*Aim A*
Set down, word for word, the stretch of the White Collar review from "Review: White Collar" through "Peter's wife El.".
*Aim B*
Pick up the White Collar season one review where it leaves off and carry it forward.

*Selection*
- - -
Review: White Collar - Season 1

Ah, White Collar. The replacement series for Monk, the whole series which my family watched in less than a year, this cop-plus-not-a-cop series takes place in New York. It focuses on white collar criminal Neal Caffrey and FBI Special Agent Peter Burke, the former cutting a deal with the agent, who was previously responsible for sending him to prison, to work as an FBI consultant for his four years of prison time. On the side, Neal searches for his lost love, Kate, with help from his shady friend Mozzie. Other supporting characters include Peter's fellow FBI agents Reese Hughes, Clinton Jones, and Lauren Cruz, along with Peter's wife El.
- - -
Data items

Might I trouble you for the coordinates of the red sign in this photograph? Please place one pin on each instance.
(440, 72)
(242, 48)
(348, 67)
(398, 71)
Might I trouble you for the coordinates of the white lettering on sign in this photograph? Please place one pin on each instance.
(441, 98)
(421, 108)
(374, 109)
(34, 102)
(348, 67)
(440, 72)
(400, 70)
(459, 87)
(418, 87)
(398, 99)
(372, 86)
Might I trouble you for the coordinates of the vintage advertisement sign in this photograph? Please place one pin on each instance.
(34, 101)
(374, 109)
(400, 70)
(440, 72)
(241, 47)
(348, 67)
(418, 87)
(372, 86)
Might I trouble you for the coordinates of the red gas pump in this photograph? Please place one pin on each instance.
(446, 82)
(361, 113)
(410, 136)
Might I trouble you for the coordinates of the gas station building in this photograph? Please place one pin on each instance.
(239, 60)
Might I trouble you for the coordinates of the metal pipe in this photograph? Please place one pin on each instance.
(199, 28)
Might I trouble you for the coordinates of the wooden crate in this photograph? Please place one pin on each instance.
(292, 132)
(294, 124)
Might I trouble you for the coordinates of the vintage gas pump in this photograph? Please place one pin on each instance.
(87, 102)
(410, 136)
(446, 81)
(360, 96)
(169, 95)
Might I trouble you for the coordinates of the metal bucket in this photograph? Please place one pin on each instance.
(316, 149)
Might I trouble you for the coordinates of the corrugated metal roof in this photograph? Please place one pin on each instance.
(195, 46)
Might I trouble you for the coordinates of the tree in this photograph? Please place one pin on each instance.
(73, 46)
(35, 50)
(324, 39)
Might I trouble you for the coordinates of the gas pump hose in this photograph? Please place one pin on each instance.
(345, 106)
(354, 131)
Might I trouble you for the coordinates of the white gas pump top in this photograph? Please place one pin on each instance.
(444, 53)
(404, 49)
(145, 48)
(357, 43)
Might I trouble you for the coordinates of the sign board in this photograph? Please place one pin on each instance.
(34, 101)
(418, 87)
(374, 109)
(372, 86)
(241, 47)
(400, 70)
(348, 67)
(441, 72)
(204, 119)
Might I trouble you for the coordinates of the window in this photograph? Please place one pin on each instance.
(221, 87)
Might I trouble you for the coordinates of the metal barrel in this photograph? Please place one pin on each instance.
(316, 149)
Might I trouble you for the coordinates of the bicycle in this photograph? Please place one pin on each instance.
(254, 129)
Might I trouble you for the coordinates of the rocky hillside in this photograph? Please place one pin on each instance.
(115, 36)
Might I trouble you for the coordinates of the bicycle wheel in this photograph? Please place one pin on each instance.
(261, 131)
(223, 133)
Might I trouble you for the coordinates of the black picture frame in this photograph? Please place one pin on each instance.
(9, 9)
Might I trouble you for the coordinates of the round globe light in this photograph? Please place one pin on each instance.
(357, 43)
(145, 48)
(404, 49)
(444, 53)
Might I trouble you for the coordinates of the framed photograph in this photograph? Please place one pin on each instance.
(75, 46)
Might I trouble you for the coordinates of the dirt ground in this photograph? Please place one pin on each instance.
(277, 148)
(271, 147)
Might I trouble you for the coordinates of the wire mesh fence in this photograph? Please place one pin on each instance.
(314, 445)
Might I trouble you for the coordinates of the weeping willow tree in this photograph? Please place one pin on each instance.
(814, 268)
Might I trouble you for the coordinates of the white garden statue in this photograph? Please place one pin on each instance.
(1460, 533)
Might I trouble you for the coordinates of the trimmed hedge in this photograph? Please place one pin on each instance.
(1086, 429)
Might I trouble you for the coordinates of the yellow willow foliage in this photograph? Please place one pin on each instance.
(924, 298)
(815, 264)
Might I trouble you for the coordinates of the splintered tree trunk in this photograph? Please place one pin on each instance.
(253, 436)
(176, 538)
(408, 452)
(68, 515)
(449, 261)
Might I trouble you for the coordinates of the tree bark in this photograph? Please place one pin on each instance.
- - -
*Written reply A*
Review: White Collar - Season 1

Ah, White Collar. The replacement series for Monk, the whole series which my family watched in less than a year, this cop-plus-not-a-cop series takes place in New York. It focuses on white collar criminal Neal Caffrey and FBI Special Agent Peter Burke, the former cutting a deal with the agent, who was previously responsible for sending him to prison, to work as an FBI consultant for his four years of prison time. On the side, Neal searches for his lost love, Kate, with help from his shady friend Mozzie. Other supporting characters include Peter's fellow FBI agents Reese Hughes, Clinton Jones, and Lauren Cruz, along with Peter's wife El.

*Written reply B*
First off, this series may have replaced Monk, but it is by no means a substitute for Monk. That said, they are two completely different shows. Monk's main focus was on solving crimes with a lot of humor and progressive character development throughout the series. Combined with smart writing, such as when the series made the character switch between Sharona and Natalie, it pulled it off. White Collar, on the other hand, is not strictly speaking about the crimes, its about the characters. Any television show which puts characterization over plot while still having decent writing earns a gold star in my book, but that doesn't mean the show isn't without its flaws.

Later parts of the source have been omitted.